## Set task
Please edit the records below so that "service" becomes "tool", keeping everything else the same and omitting the pictures from your answer.

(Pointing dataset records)
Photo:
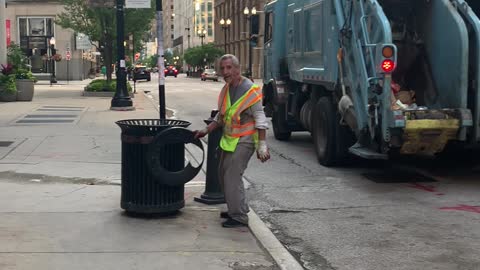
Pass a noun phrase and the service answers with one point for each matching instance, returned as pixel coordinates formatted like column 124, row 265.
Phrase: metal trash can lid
column 151, row 123
column 171, row 136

## Solution to the problem
Photo:
Pass a noun phrase and the tool answers with one point for each matching instance, returned as pixel coordinates formatted like column 124, row 265.
Phrase: metal trash can lid
column 151, row 123
column 171, row 136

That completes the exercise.